TEXT EXCERPT:
-*-*-
From Release: 50 years after their formation, Australian supergroup Zoot is proud to unveil career retrospective ‘Archaeology’ including new song ‘Life In A Northern Town’, and to announce that their catalogue is now available on streaming services worldwide. 1970’s album ‘Just Zoot’ and ‘1971’s ‘Zoot Out’ are now available to download and stream alongside ‘Archaeology’. Coinciding with these releases, the Zoot website www.Zootband.com.au has been relaunched and is now streaming a newly created video for the ‘new’ Zoot track ‘Life In A Northern Town’. One of Australia’s biggest bands of the late ’60s and early ’70s, Zoot is celebrating its 50th anniversary by returning to where their recording career began – with EMI Music. After Zoot Rick Springfield relocated to America, where he has had 17 Top 40 hits, including the chart-topping, Grammy Award-winning ‘Jessie’s Girl’.

While at the Casa Del Mar in Santa Monica as his house almost burnt down in the fires, thankfully everything is OK and we got the chance to speak to Rick Springfield. We chatted about the new Zoot ‘Archaeology’ release, how Zoot shaped his music, his current solo career, the future, touring Australia, and much more…

Here we are talking about it being fifty years since Zoot was formed and the amazing ‘Archaeology’ release, so looking back, what was it like listening back to this old material to put this release together?
Some of it was amazing, some of it was embarrassing, most of it was like wow! There’s a couple of live tracks that haven’t been released before along the lines of where we were taking a well-known song and making it heavier with riffs and stuff with ‘Shilo’ and ‘I’m Only Sleeping’ and there’s a live version of ‘Eleanor Rigby’ we did forty years later that sounds amazing, I’m very proud of it, and we were actually really good players, we never really got the kind of respect that we should’ve had but honestly we deserved it having dressed in pink from the beginning *laughs* so I get it.

I was introduced to Zoot via your version of ‘Eleanor Rigby’ and for years actually thought that was your song, how important was that track in the career of the band?
-*-*-
ITEMS:
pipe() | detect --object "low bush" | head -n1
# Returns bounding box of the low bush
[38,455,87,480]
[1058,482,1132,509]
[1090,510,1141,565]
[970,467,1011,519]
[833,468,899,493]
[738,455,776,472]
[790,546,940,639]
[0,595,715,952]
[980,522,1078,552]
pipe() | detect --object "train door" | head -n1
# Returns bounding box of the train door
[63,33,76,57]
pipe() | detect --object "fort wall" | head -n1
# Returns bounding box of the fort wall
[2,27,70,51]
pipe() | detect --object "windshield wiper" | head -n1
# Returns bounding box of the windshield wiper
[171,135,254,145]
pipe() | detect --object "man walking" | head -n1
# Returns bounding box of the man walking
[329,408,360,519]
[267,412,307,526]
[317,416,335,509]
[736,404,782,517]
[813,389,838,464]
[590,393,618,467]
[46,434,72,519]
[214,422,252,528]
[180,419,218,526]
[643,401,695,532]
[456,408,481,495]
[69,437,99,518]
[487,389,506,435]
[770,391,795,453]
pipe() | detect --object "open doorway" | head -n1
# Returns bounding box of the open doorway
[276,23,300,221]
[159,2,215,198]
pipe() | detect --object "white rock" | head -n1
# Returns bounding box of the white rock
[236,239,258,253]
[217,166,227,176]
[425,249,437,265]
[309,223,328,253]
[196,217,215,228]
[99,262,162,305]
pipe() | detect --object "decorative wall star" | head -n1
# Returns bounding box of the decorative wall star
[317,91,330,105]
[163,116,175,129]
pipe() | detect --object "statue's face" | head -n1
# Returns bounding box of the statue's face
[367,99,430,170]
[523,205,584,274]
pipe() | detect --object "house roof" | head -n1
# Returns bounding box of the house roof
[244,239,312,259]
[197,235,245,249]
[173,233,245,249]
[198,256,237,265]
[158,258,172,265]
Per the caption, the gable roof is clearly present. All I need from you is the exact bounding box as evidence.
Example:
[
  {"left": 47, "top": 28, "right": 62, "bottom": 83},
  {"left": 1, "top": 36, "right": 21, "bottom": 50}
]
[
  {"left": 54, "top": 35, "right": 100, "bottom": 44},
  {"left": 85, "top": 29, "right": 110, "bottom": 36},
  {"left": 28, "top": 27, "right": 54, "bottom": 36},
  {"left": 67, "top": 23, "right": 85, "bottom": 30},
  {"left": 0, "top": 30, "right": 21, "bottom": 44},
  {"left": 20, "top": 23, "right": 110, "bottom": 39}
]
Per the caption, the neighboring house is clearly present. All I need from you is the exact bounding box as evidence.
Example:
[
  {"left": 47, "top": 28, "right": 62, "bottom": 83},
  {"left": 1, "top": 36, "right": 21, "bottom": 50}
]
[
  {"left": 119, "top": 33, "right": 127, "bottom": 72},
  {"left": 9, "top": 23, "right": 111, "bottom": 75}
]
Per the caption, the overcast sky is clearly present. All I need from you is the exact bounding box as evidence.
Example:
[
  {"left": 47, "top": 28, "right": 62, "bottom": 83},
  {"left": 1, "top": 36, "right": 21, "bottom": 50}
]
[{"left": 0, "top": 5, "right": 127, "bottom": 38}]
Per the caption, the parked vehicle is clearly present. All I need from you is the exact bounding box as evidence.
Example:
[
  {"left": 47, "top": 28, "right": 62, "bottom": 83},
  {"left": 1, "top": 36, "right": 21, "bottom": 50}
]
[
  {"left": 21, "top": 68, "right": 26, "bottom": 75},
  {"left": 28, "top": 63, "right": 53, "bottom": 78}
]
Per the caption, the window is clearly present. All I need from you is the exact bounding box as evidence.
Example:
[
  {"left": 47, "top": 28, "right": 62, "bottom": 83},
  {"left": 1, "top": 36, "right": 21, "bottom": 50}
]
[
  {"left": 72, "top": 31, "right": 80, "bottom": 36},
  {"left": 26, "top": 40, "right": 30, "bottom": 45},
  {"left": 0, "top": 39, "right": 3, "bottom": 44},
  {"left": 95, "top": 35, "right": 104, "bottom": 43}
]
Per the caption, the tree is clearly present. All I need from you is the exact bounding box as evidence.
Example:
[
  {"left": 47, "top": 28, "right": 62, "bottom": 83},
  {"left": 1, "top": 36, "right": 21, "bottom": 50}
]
-*-*-
TASK BRIEF:
Reproduce the Zoot interview above word for word, from start to finish.

SOLUTION TO THIS PROBLEM:
From Release: 50 years after their formation, Australian supergroup Zoot is proud to unveil career retrospective ‘Archaeology’ including new song ‘Life In A Northern Town’, and to announce that their catalogue is now available on streaming services worldwide. 1970’s album ‘Just Zoot’ and ‘1971’s ‘Zoot Out’ are now available to download and stream alongside ‘Archaeology’. Coinciding with these releases, the Zoot website www.Zootband.com.au has been relaunched and is now streaming a newly created video for the ‘new’ Zoot track ‘Life In A Northern Town’. One of Australia’s biggest bands of the late ’60s and early ’70s, Zoot is celebrating its 50th anniversary by returning to where their recording career began – with EMI Music. After Zoot Rick Springfield relocated to America, where he has had 17 Top 40 hits, including the chart-topping, Grammy Award-winning ‘Jessie’s Girl’.

While at the Casa Del Mar in Santa Monica as his house almost burnt down in the fires, thankfully everything is OK and we got the chance to speak to Rick Springfield. We chatted about the new Zoot ‘Archaeology’ release, how Zoot shaped his music, his current solo career, the future, touring Australia, and much more…

Here we are talking about it being fifty years since Zoot was formed and the amazing ‘Archaeology’ release, so looking back, what was it like listening back to this old material to put this release together?
Some of it was amazing, some of it was embarrassing, most of it was like wow! There’s a couple of live tracks that haven’t been released before along the lines of where we were taking a well-known song and making it heavier with riffs and stuff with ‘Shilo’ and ‘I’m Only Sleeping’ and there’s a live version of ‘Eleanor Rigby’ we did forty years later that sounds amazing, I’m very proud of it, and we were actually really good players, we never really got the kind of respect that we should’ve had but honestly we deserved it having dressed in pink from the beginning *laughs* so I get it.

I was introduced to Zoot via your version of ‘Eleanor Rigby’ and for years actually thought that was your song, how important was that track in the career of the band?